[BEGIN Records for this exercise]
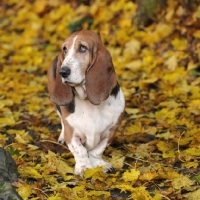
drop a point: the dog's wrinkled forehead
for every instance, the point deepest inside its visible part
(85, 36)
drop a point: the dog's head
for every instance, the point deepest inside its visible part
(83, 60)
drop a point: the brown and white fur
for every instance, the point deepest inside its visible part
(82, 83)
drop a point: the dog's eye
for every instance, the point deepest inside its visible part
(64, 49)
(82, 48)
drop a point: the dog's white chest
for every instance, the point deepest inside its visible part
(91, 123)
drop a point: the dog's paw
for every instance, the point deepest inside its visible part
(61, 139)
(80, 168)
(108, 168)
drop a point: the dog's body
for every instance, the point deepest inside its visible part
(82, 83)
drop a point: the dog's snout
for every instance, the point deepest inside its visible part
(65, 72)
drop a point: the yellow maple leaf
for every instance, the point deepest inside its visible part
(131, 175)
(148, 176)
(182, 182)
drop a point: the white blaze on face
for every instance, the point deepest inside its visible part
(74, 64)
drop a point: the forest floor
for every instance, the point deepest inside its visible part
(156, 151)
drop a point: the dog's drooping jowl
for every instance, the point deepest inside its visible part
(82, 83)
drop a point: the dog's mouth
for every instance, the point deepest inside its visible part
(73, 84)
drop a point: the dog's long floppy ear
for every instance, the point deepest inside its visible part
(101, 77)
(61, 92)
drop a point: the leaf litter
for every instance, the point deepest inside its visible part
(156, 149)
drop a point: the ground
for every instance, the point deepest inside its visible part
(156, 149)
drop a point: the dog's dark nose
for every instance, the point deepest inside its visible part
(65, 72)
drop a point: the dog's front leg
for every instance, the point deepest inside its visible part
(80, 154)
(95, 156)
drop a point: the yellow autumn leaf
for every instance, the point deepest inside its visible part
(192, 151)
(148, 176)
(29, 172)
(182, 182)
(131, 175)
(6, 121)
(5, 102)
(171, 63)
(63, 168)
(164, 146)
(25, 191)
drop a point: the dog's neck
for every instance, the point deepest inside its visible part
(80, 91)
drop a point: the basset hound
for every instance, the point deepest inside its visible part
(82, 83)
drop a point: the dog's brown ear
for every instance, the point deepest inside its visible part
(60, 93)
(101, 77)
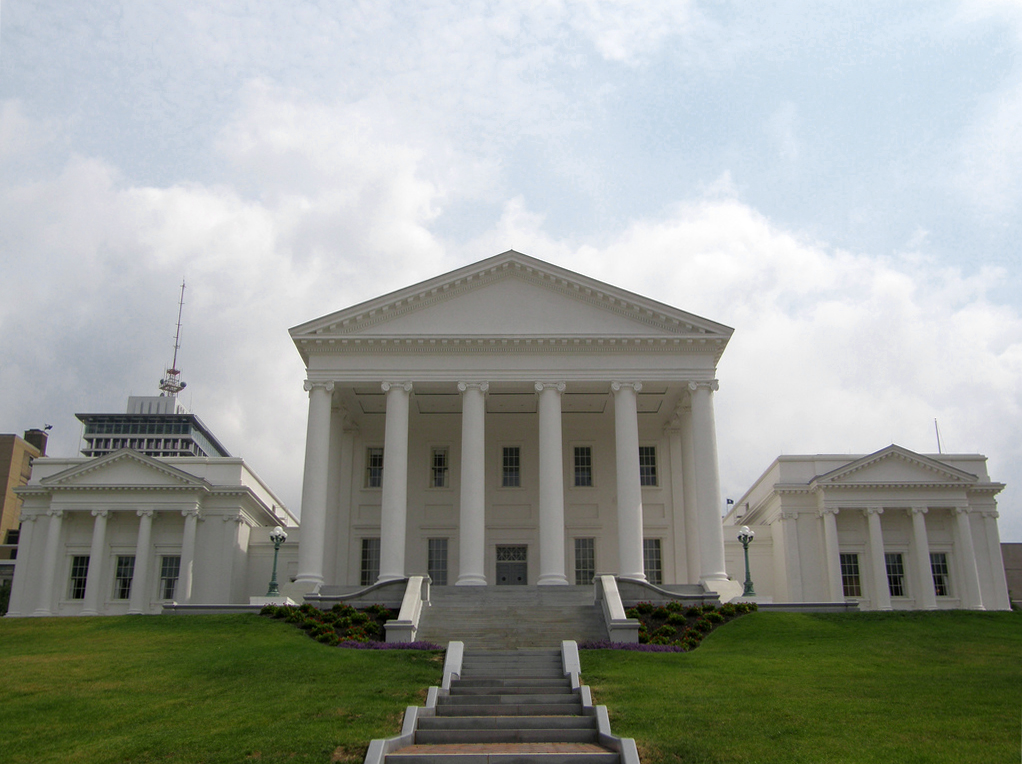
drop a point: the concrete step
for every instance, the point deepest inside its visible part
(506, 681)
(507, 709)
(457, 690)
(507, 722)
(493, 700)
(505, 753)
(440, 736)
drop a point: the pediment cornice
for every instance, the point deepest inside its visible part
(943, 474)
(71, 479)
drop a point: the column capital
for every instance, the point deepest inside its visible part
(309, 384)
(559, 386)
(616, 386)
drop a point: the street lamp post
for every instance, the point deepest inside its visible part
(278, 536)
(746, 536)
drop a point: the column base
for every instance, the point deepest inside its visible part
(552, 579)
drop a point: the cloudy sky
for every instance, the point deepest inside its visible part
(840, 182)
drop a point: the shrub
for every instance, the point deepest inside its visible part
(703, 625)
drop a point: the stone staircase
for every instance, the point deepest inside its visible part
(508, 707)
(511, 617)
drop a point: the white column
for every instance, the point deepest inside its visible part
(881, 587)
(97, 554)
(45, 607)
(1001, 597)
(21, 572)
(338, 492)
(674, 432)
(186, 579)
(928, 597)
(138, 602)
(471, 571)
(314, 487)
(792, 559)
(832, 551)
(691, 500)
(629, 488)
(707, 483)
(972, 598)
(551, 485)
(393, 513)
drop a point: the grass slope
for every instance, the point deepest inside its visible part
(196, 688)
(791, 687)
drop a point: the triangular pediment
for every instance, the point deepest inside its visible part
(512, 295)
(894, 466)
(124, 469)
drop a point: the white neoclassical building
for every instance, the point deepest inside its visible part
(127, 532)
(890, 530)
(511, 422)
(508, 423)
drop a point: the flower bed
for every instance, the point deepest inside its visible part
(343, 626)
(674, 627)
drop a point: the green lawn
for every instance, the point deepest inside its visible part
(768, 687)
(894, 687)
(195, 688)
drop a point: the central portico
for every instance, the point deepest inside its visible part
(510, 422)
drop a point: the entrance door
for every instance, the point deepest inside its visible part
[END Records for this exercise]
- **Task directions**
Reproduce all of the lines above word for word, but leave out the pictures.

- **Solved exercise**
drop a point: the dog's wrinkled forehead
for every instance, the point deepest inside its visible part
(85, 36)
drop a point: the dog's head
for every instance, the point deepest inside its visible part
(83, 60)
drop a point: the brown and white fur
for every instance, the point deepest inside its visible part
(82, 83)
drop a point: the dog's eye
for every instance, the point deepest inside its visible part
(64, 49)
(82, 48)
drop a point: the dog's white chest
for every instance, the point deepest inside its visible part
(91, 123)
drop a point: the dog's paw
for every instance, the point deepest inside its visible part
(61, 139)
(80, 168)
(108, 168)
drop a point: the dog's body
for every instance, the point deepest inside its visible part
(82, 83)
drop a point: the dog's snout
for every instance, the point deepest inside its visible part
(65, 72)
drop a point: the yellow maple leaf
for every instance, the point deepest inside its visible part
(131, 175)
(148, 176)
(182, 182)
drop a point: the white blaze on face
for every instance, the point deepest inside its visible part
(74, 64)
drop a point: the forest floor
for every instance, the point deepest inside its visible part
(156, 151)
drop a point: the dog's drooping jowl
for every instance, the point deepest inside its visible part
(82, 83)
drop a point: the dog's mouth
for every instance, the point deepest inside its visible part
(73, 84)
drop a point: the dog's long floppy ear
for every instance, the point deepest inside its visible part
(101, 77)
(61, 92)
drop a point: the leaf litter
for every instance, the point deepest inside its visible part
(156, 149)
drop a point: the ground
for every instance, the point deepest inside its visible part
(156, 149)
drop a point: the dog's dark nose
for every instance, the point deepest inside its visible part
(65, 72)
drop a point: the dog's front leg
for every instance, the point deepest inside its visible part
(80, 154)
(95, 156)
drop a point: the yellow autumn leaf
for every instance, the point deepest inside its visible part
(192, 151)
(148, 176)
(29, 172)
(182, 182)
(131, 175)
(6, 121)
(5, 102)
(171, 63)
(63, 168)
(164, 146)
(25, 191)
drop a point: the dog's neck
for every instance, the point deepest inside its visible part
(80, 91)
drop a point: the basset hound
for every instance, the point deepest inside its visible part
(82, 83)
drop a point: the dog's brown ear
for every instance, the point deepest inside its visible part
(60, 93)
(101, 77)
drop a point: the concrete step
for every instance, the point deepest inside its visible part
(506, 681)
(507, 709)
(457, 690)
(507, 722)
(493, 700)
(505, 753)
(440, 736)
drop a point: the pediment cornice
for every instance, the point deepest inside its visible part
(943, 474)
(71, 479)
drop a point: the column capital
for every instance, the point deepest inside its visible part
(309, 384)
(559, 386)
(616, 386)
drop a point: the street lamp post
for every instance, the point deepest inside its visible part
(278, 536)
(746, 536)
drop a point: the column base
for every instance, the point deepest inside its visible part
(552, 579)
drop a point: the cloudy sky
for every instance, the point deepest inside its visible part
(840, 182)
drop a point: the shrub
for every instance, the point deepest inside its visible part
(703, 625)
drop a point: the stone staircase
for every instance, the point deepest inside its visible part
(508, 707)
(511, 617)
drop a point: the white column
for every instance, the point deepest inside its visible part
(881, 587)
(97, 554)
(45, 607)
(1001, 597)
(21, 572)
(338, 492)
(674, 432)
(186, 579)
(928, 597)
(138, 602)
(471, 571)
(314, 487)
(792, 559)
(832, 551)
(691, 500)
(629, 488)
(707, 483)
(972, 598)
(551, 485)
(393, 513)
drop a point: the grass slope
for every instance, the point deepest inside its visible part
(196, 688)
(791, 687)
drop a point: the triangular pediment
for every instance, the point deepest inside its visible part
(512, 295)
(894, 466)
(124, 469)
drop a point: the white neoclassical building
for every instance, the point deepest inside its visible part
(127, 532)
(890, 530)
(511, 422)
(508, 423)
drop a point: the flower bed
for every instance, the point deepest inside its visible part
(343, 626)
(674, 627)
drop a point: the green lawn
for every instance, the point deepest inside its visible part
(768, 687)
(894, 687)
(195, 688)
drop a point: the central portico
for every instance, the point deepest inside its visible part
(510, 422)
drop a point: the entrance door
for every instance, the point deepest inside its visible part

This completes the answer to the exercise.